— start TASK INPUT —

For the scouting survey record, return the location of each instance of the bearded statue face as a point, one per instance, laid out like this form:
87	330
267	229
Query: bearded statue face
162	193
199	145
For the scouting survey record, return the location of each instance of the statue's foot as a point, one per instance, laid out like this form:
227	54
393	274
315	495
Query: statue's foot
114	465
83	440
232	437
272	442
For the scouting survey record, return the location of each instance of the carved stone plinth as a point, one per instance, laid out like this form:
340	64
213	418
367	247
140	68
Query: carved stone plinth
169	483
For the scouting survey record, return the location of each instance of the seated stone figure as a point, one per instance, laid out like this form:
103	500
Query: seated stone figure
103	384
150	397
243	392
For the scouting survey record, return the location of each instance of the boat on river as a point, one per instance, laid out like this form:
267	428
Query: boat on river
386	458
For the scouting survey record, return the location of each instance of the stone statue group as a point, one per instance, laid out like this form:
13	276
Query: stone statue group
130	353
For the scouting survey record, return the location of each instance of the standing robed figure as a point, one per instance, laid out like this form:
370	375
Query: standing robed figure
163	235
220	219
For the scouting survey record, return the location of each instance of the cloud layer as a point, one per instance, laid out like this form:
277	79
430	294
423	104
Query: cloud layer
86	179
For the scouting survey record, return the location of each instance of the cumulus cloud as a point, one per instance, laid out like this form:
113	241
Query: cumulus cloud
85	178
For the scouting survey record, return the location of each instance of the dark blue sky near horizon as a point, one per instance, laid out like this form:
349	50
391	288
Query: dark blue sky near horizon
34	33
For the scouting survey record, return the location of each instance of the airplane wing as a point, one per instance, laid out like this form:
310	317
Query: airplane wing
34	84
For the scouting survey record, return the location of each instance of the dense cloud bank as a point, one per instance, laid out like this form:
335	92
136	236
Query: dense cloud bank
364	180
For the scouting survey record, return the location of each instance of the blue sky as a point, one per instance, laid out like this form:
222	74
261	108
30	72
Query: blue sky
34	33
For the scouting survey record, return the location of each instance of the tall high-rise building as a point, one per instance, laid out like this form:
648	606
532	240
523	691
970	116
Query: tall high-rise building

— end TASK INPUT —

GIVEN TASK:
Reproduce every one of the rows above verbatim, keeping each line as it stands.

EXERCISE RESULT:
For the scouting survey record, return the location of each instance of the bearded statue face as a point, one per instance, laid out like this form:
87	330
267	229
Query: bearded statue face
162	193
199	145
For the scouting survey record, return the location of each instance of the statue's foot as a point, one per instance, laid out like this form:
227	54
393	274
315	495
Query: statue's foot
114	465
83	440
232	437
272	442
For the scouting survey record, return the location of each instance of the carved stone plinth as a point, one per instance, laid out like this form:
340	64
213	418
367	247
140	68
Query: carved stone plinth
169	483
For the scouting survey record, return the location of each instance of the seated stone figure as a point, one per instance, laid out like this form:
103	500
Query: seated stone figure
103	384
150	397
243	392
For the scouting survey record, return the location of each instance of the boat on river as a point, one per instance, laid out like this form:
267	428
Query: boat on river
386	458
For the scouting survey record, return the location of each instance of the stone statue group as a point, one per instance, laid out like this form:
13	276
Query: stone statue group
130	353
For the scouting survey record, return the location of each instance of the standing robed figure as a point, one per instance, laid out like this form:
370	375
Query: standing robed figure
163	235
220	219
For the scouting survey record, return the location of each instance of the cloud layer as a point, one per instance, laid out like this form:
277	79
430	294
423	104
Query: cloud layer
86	179
For the scouting survey record, return the location of each instance of the cumulus cloud as a point, one per instance, laid out like this form:
113	241
Query: cumulus cloud
85	178
For the scouting survey record, return the location of each instance of the dark blue sky near horizon as a point, one per instance, laid out like this form:
349	50
391	288
Query: dark blue sky near horizon
34	33
For the scouting survey record, return the location of each instance of the airplane wing as a point, one per instance, laid out like this form:
310	317
Query: airplane wing
34	84
For the scouting survey record, return the location of each instance of the dense cloud bank as a point, one per instance, laid out like this form:
335	92
136	236
Query: dense cloud bank
364	180
For the scouting survey record, return the location of each instance of the blue sky as a point, one per instance, laid out like this form:
222	74
261	108
30	72
Query: blue sky
34	33
For the scouting survey record, return the location of each instance of the tall high-rise building as a point, one per instance, laid out like this form:
648	606
532	240
523	691
970	116
Query: tall high-rise building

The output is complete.